(begin)

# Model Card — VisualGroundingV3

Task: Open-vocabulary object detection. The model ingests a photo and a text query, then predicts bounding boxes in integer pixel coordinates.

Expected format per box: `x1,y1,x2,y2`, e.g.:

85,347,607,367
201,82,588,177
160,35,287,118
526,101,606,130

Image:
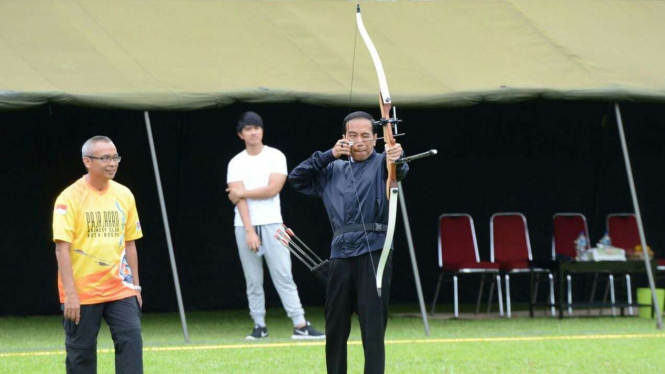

(end)

## Written instruction
Copy out every item above word for word, leaving out the pictures.

## The result
# Model Card — VisualGroundingV3

Task: Open-vocabulary object detection. The model ingests a photo and a text query, then predicts bounding boxes in integer pixel coordinates.

Expected format per box: `x1,y1,x2,y2`, e.g.:

85,347,607,367
201,82,588,177
160,35,287,118
526,101,606,130

Image:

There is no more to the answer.